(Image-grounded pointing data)

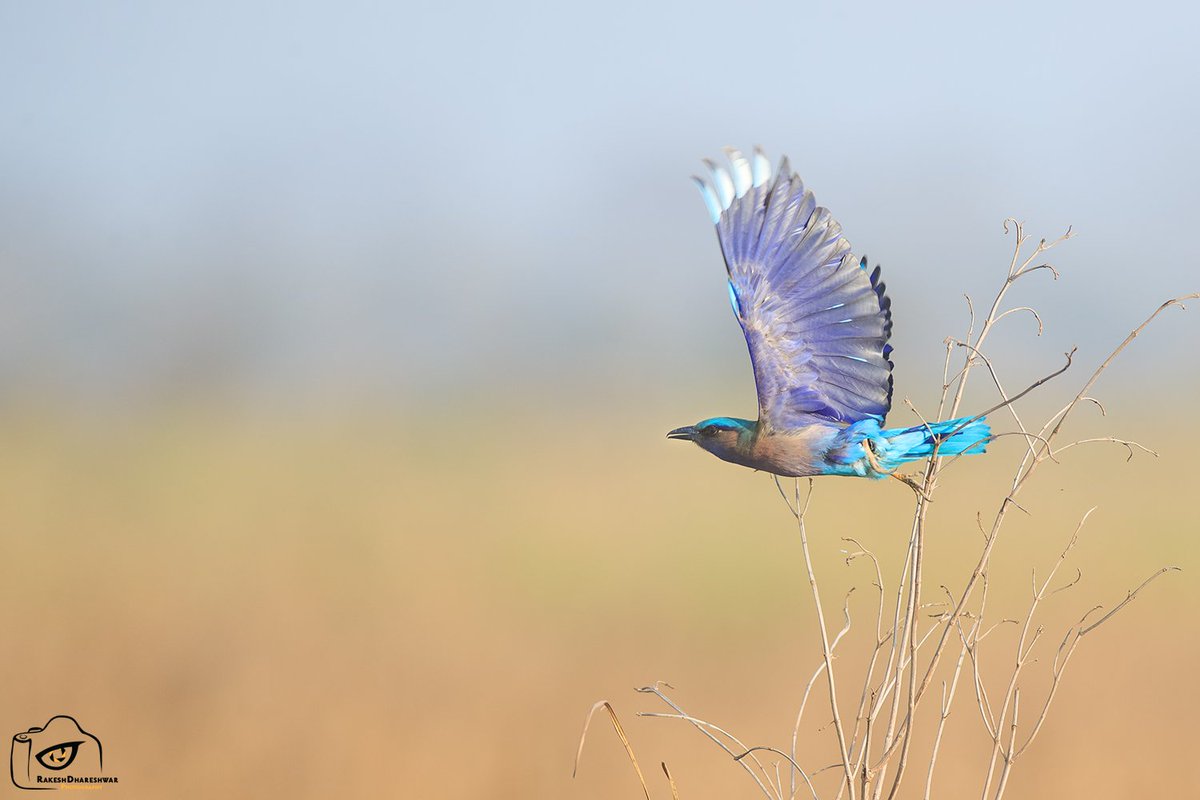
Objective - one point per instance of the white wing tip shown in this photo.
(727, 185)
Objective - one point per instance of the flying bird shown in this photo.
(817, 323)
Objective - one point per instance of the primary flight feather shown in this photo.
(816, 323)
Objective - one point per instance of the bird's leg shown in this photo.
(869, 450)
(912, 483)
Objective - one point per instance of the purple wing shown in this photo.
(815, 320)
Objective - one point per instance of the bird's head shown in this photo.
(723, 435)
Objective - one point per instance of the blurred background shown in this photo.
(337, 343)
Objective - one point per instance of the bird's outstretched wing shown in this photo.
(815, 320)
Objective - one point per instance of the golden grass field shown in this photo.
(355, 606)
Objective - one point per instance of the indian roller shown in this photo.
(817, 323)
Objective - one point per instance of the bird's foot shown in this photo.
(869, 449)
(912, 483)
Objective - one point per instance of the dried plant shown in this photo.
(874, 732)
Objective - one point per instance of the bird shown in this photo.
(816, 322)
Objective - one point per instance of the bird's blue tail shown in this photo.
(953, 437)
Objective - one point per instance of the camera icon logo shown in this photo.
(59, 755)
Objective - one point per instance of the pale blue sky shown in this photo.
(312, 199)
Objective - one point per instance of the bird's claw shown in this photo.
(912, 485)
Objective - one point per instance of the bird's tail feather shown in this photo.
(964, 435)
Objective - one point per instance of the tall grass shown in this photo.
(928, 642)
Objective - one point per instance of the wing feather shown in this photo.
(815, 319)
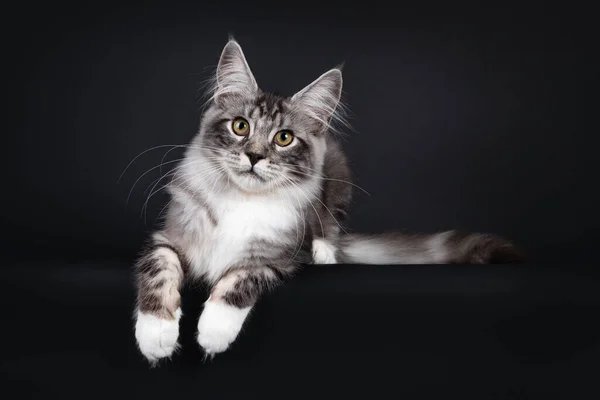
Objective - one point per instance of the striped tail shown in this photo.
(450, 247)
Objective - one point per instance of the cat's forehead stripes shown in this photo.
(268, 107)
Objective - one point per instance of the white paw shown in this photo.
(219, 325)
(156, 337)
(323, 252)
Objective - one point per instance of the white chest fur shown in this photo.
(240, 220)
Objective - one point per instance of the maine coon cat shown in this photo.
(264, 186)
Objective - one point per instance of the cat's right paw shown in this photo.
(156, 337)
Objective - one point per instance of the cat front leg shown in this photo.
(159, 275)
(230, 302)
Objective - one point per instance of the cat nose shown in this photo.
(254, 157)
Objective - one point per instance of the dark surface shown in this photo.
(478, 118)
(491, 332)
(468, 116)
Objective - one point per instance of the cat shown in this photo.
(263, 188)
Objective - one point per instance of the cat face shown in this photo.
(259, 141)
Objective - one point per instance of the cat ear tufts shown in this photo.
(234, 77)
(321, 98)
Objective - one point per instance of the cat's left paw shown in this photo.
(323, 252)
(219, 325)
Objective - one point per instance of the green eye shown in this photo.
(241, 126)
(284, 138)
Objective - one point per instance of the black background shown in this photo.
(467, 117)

Problem to work on: Repeat each entry exactly as it appears; skip any picture.

Solution to this problem:
Objective - one point per instance of the white wing tip shown in this photo.
(727, 185)
Objective - one point per instance of the flying bird shown in this photo.
(817, 323)
Objective - one point per instance of the primary flight feather shown in this photo.
(816, 323)
Objective - one point per instance of the bird's leg shown in this photo.
(869, 450)
(912, 483)
Objective - one point per instance of the purple wing shown in this photo.
(815, 320)
Objective - one point per instance of the bird's head shown in this photo.
(723, 435)
Objective - one point per instance of the blurred background shown in this photo.
(337, 343)
Objective - one point per instance of the bird's outstretched wing shown in this photo.
(815, 320)
Objective - one point per instance of the golden grass field shown in this photo.
(355, 606)
Objective - one point per instance of the indian roller shown in this photo.
(817, 323)
Objective - one point per instance of the bird's foot shown in this photo.
(869, 449)
(912, 483)
Objective - one point per instance of the dried plant shown in this photo.
(874, 732)
Objective - one point per instance of the bird shown in this photo.
(816, 322)
Objective - one point per instance of the bird's blue tail shown in this photo.
(953, 437)
Objective - one point per instance of the camera icon logo shown in this photo.
(59, 755)
Objective - one point per instance of the pale blue sky shown in this photo.
(312, 199)
Objective - one point per instance of the bird's claw shown in this photo.
(912, 485)
Objective - one point per instance of the bird's tail feather shown in this photo.
(964, 435)
Objective - one point per instance of the tall grass shown in this photo.
(928, 642)
Objective - one point per instance of the wing feather shown in this photo.
(815, 319)
Objective - one point per instance of the striped tail shown in this photo.
(450, 247)
Objective - one point per instance of the cat's forehead stripes shown in this photo.
(268, 107)
Objective - one point per instance of the white paw shown in this photo.
(219, 325)
(156, 337)
(323, 252)
Objective - one point per instance of the white chest fur shown in this photo.
(240, 220)
Objective - one point per instance of the maine coon cat shown in this photo.
(264, 186)
Objective - one point per instance of the cat's right paw shown in this photo.
(156, 337)
Objective - one point per instance of the cat front leg shown in this photo.
(159, 275)
(230, 302)
Objective - one point per instance of the cat nose shown in this photo.
(254, 157)
Objective - one point per instance of the dark surface shown in this photo.
(478, 118)
(491, 332)
(468, 116)
Objective - one point per instance of the cat shown in this photo.
(263, 188)
Objective - one point per instance of the cat face shown in this photo.
(259, 141)
Objective - one point per instance of the cat ear tufts shown in this photo.
(234, 77)
(321, 98)
Objective - one point per instance of the cat's left paw shown in this photo.
(323, 252)
(219, 325)
Objective - one point per instance of the green eye shown in this photo.
(241, 126)
(284, 138)
Objective - one point per instance of the black background shown in this photo.
(467, 117)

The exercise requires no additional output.